===== Document extract

Single by Rema

from the album Rave & Roses
- Released: June 11, 2021
- Genre: Afrobeats; Afrorave;
- Length: 3:25
- Label: Mavin Records; Jonzing;
- Songwriters: Ikubor Divine; Michael Ovie;
- Producers: London; Santi; Dro;

Rema singles chronology
| "Bounce" (2021) | "Soundgasm" (2021) | "Calm Down" (2022) |

Music video
- "Soundgasm" on YouTube

= Soundgasm =

"Soundgasm" is a 2021 song by Nigerian singer Rema. It was released as the first single from his debut studio album Rave & Roses. It was released on 11 June 2021 through Jonzing World and Mavin. The song was written by Rema alongside London, who also serves as the song's co-producer.

== Music video ==
The music video for the song was released on June 11, 2021, and was directed by Bobby Hanaford.

== Charts ==

| Chart (2021–2022) | Peak position |
|---|---|
| France (SNEP) | 179 |
| Netherlands (Single Top 100) | 60 |
| Nigeria (TurnTable Top 100) | 3 |
| US Billboard Afrobeats Songs (Billboard) | 15 |
| UK Afrobeats (Official Charts) | 3 |

== Certification ==

Certifications for "Soundgasm"

==========
===== Supplied data

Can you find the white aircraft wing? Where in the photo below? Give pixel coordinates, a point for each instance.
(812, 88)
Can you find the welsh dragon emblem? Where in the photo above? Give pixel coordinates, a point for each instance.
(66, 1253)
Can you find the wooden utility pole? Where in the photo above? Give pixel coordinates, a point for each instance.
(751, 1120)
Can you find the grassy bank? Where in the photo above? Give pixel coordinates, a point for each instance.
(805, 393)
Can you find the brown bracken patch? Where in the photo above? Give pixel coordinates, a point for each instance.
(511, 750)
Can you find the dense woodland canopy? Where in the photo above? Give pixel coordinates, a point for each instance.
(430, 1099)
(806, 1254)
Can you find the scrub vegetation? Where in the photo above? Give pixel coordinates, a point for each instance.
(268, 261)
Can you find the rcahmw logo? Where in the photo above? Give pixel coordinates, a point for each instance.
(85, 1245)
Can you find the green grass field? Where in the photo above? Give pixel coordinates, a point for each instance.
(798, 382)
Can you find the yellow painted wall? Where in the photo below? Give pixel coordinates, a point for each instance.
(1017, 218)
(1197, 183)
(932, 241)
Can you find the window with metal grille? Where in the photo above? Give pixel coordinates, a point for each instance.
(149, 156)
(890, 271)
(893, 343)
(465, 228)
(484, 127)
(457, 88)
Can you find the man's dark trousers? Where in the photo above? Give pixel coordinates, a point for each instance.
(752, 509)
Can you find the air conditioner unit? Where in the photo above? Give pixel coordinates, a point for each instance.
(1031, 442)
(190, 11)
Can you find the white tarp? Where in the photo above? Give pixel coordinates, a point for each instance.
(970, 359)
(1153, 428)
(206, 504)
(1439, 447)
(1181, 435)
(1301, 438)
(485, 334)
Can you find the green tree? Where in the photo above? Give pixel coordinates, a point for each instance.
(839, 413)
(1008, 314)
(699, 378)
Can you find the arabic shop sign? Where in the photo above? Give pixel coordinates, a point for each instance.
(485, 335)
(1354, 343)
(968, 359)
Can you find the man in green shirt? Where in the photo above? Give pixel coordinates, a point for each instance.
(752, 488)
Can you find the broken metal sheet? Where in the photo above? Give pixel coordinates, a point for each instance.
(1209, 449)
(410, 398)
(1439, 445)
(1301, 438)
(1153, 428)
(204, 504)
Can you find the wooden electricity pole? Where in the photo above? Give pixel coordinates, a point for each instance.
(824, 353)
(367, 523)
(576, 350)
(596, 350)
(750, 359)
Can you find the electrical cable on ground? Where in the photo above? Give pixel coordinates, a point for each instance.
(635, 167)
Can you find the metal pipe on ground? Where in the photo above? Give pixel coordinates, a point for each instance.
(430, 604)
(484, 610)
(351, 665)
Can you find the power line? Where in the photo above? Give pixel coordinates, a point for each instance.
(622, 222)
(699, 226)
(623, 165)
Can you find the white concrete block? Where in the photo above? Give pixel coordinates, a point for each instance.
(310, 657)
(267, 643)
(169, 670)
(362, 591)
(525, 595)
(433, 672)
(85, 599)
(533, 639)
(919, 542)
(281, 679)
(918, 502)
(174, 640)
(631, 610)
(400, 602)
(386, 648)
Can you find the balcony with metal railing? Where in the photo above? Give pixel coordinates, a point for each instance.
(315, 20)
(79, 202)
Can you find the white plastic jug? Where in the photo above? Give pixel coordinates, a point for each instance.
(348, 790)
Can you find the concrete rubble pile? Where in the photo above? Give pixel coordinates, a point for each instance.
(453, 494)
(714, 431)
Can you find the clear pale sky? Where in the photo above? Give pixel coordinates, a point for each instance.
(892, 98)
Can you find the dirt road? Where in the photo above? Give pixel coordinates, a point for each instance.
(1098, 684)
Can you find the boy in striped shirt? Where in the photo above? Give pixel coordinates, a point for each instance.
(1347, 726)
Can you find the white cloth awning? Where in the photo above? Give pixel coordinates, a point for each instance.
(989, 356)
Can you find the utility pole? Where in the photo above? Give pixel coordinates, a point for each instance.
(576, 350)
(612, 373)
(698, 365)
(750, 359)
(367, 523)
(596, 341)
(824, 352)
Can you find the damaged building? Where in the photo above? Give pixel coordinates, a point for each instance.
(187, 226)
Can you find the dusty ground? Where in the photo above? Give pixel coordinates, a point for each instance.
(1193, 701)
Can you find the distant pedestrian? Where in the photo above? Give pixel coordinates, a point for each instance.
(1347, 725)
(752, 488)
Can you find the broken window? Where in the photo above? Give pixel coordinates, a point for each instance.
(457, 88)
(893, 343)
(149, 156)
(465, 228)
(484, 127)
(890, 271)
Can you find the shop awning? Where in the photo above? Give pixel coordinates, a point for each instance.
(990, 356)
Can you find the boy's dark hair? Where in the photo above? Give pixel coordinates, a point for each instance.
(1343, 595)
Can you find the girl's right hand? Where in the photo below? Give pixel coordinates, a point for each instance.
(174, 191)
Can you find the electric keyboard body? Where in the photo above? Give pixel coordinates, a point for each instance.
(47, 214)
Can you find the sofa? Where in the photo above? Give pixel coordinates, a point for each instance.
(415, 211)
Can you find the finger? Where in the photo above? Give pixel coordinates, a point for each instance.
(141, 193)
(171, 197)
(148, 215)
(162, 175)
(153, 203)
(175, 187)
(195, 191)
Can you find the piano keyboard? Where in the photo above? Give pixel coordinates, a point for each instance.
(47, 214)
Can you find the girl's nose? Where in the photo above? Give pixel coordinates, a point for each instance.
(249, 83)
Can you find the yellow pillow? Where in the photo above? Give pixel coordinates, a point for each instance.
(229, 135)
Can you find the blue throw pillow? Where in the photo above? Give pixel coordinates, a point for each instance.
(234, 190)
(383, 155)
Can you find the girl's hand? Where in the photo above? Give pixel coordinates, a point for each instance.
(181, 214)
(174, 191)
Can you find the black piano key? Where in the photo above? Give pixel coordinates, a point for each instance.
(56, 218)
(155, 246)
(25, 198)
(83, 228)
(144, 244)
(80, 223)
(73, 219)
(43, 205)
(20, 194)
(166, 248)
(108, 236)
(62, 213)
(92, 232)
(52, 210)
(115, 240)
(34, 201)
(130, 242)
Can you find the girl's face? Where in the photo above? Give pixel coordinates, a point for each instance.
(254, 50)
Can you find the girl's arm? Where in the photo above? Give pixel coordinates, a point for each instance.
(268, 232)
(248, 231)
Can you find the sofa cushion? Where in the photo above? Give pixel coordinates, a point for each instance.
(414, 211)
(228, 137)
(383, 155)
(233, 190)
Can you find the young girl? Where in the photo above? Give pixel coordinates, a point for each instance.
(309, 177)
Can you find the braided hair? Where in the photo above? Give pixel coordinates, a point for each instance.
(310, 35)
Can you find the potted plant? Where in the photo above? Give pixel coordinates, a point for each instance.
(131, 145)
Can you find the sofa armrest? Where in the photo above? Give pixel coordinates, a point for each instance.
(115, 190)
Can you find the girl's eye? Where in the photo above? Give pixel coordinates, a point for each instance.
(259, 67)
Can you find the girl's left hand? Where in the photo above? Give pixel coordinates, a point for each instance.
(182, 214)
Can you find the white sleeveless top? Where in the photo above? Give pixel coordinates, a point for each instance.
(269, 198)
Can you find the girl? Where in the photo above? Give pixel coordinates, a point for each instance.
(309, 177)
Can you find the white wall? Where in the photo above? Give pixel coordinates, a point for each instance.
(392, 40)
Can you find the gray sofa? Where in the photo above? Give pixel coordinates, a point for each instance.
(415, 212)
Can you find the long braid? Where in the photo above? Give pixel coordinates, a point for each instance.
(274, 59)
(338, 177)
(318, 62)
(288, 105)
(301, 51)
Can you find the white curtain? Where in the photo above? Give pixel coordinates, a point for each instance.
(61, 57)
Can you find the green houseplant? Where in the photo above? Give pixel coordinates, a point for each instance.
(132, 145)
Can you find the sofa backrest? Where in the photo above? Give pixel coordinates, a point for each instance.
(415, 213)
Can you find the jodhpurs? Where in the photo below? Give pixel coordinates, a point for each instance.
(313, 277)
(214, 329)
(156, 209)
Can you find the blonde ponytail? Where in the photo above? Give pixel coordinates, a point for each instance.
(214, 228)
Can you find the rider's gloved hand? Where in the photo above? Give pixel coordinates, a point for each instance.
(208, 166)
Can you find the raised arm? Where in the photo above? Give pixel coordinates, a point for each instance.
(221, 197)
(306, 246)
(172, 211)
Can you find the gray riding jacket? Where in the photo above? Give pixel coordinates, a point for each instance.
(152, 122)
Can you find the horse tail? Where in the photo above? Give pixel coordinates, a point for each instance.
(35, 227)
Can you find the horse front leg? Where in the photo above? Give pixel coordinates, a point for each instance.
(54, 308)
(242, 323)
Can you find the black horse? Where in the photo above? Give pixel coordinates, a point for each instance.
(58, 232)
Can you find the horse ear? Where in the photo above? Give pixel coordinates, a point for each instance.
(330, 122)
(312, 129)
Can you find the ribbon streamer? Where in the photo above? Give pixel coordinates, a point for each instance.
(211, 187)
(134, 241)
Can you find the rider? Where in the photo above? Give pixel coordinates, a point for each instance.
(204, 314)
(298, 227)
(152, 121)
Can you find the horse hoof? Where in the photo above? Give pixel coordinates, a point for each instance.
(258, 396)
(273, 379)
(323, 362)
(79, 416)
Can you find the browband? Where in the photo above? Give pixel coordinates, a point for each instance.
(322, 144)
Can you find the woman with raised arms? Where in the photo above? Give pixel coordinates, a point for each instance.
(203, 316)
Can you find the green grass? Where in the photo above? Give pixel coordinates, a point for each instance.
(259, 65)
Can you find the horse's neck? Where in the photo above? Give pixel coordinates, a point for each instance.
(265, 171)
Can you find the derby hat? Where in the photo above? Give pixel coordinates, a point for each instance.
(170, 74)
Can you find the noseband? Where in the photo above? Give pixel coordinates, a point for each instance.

==========

Your goal:
Please copy the whole "Soundgasm" song page above, word for word.

Full response:
Single by Rema

from the album Rave & Roses
- Released: June 11, 2021
- Genre: Afrobeats; Afrorave;
- Length: 3:25
- Label: Mavin Records; Jonzing;
- Songwriters: Ikubor Divine; Michael Ovie;
- Producers: London; Santi; Dro;

Rema singles chronology
| "Bounce" (2021) | "Soundgasm" (2021) | "Calm Down" (2022) |

Music video
- "Soundgasm" on YouTube

= Soundgasm =

"Soundgasm" is a 2021 song by Nigerian singer Rema. It was released as the first single from his debut studio album Rave & Roses. It was released on 11 June 2021 through Jonzing World and Mavin. The song was written by Rema alongside London, who also serves as the song's co-producer.

== Music video ==
The music video for the song was released on June 11, 2021, and was directed by Bobby Hanaford.

== Charts ==

| Chart (2021–2022) | Peak position |
|---|---|
| France (SNEP) | 179 |
| Netherlands (Single Top 100) | 60 |
| Nigeria (TurnTable Top 100) | 3 |
| US Billboard Afrobeats Songs (Billboard) | 15 |
| UK Afrobeats (Official Charts) | 3 |

== Certification ==

Certifications for "Soundgasm"